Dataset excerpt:
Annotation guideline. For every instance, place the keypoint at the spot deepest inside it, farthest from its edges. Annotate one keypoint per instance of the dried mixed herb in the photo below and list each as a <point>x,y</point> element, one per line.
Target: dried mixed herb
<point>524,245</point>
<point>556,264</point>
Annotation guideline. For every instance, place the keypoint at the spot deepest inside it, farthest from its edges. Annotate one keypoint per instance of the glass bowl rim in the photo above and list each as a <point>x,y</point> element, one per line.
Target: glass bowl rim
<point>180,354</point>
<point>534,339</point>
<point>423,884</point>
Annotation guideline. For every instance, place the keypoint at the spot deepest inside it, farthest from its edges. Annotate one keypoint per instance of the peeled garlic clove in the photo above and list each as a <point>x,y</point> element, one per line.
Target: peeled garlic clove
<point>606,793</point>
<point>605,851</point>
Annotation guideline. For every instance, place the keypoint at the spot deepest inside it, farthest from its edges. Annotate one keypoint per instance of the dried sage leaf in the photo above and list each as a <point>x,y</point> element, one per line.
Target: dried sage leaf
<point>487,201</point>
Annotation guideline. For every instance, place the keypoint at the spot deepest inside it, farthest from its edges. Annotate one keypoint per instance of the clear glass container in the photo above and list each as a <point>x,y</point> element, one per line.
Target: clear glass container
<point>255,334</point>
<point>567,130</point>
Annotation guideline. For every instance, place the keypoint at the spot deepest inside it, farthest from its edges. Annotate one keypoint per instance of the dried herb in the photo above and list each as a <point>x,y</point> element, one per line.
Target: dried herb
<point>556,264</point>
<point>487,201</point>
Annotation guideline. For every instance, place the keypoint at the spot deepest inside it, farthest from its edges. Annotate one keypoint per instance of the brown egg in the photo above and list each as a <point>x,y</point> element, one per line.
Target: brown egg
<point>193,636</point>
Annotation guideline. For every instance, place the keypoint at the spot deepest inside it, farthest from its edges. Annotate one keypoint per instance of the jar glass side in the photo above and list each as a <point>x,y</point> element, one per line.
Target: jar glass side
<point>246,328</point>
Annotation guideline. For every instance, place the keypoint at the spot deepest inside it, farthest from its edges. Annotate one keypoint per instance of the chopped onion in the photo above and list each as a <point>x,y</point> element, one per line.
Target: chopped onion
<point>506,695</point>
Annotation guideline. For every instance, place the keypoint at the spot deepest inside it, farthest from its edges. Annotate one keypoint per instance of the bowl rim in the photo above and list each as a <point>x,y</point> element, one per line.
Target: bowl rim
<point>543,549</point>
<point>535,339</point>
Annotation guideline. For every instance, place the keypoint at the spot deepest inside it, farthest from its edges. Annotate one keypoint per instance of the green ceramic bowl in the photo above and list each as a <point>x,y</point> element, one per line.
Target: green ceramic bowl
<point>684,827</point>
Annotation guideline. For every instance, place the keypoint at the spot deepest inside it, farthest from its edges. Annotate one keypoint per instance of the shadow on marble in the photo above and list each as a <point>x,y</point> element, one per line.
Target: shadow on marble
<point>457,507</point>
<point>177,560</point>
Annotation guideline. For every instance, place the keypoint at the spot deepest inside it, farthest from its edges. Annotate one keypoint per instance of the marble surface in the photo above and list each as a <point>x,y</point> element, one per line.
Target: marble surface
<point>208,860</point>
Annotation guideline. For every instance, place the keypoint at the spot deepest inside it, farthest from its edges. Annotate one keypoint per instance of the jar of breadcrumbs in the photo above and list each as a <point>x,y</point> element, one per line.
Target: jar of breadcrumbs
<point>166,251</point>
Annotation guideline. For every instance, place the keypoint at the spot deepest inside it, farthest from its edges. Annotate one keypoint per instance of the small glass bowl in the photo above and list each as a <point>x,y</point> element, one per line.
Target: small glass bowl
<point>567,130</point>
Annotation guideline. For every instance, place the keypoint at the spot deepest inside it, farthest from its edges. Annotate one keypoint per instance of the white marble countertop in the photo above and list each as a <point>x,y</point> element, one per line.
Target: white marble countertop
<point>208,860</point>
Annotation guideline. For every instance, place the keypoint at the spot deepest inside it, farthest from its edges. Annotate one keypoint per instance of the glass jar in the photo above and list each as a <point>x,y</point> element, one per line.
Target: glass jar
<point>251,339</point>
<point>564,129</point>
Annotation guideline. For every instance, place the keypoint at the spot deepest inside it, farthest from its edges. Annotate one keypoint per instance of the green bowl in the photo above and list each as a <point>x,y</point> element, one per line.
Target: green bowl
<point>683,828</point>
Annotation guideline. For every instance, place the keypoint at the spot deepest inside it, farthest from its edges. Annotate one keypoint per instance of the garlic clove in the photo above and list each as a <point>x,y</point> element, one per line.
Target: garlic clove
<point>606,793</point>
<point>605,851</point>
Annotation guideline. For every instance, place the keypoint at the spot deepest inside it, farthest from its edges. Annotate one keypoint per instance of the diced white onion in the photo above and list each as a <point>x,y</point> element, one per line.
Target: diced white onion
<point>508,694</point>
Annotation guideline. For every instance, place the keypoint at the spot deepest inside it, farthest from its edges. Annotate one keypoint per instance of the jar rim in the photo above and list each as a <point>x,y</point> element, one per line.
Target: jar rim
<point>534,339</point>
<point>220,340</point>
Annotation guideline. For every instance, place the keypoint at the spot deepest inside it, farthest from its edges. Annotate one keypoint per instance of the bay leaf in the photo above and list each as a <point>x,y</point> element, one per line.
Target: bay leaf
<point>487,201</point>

*WHAT YOU SHOULD DO:* Rewrite the listing from the line that contains "the dried sage" through the line that contains "<point>246,328</point>", changing every "brown egg" to "speckled egg" and leaving everything else as it is.

*OUTPUT FOR THIS EXERCISE:*
Annotation guideline. For every instance, place the keypoint at the spot deepest inside it, farthest from its edges. Annotate one keypoint per instance of the dried sage leaf in the photo above and list each as a <point>x,y</point> element, one per line.
Target: dried sage leaf
<point>487,201</point>
Annotation guideline. For every instance, place the keypoint at the spot deepest inside it, farthest from its edges. Annotate one keypoint per instance of the clear glass container in the photo above and list each as a <point>x,y</point> element, one per line.
Target: clear glass container
<point>255,334</point>
<point>567,130</point>
Annotation guideline. For every instance, place the keypoint at the spot deepest inside it, farthest from its edges. Annotate one keypoint per instance of the dried herb in the photo above and list each as a <point>x,y</point> element, one per line.
Target: dried herb
<point>556,264</point>
<point>487,201</point>
Annotation guideline. For every instance, place the keypoint at the spot deepest inside it, farthest from its edges. Annotate one keypoint per instance of the speckled egg in the photo above and list each as a <point>x,y</point> element, one per line.
Target: speckled egg
<point>193,636</point>
Annotation guideline. For every instance, place the keypoint at the spot deepest inside it, farthest from its edges. Annotate one keypoint per instance of the jar glass side in the photo above and list each as a <point>x,y</point> element, one per line.
Target: jar glass side
<point>246,328</point>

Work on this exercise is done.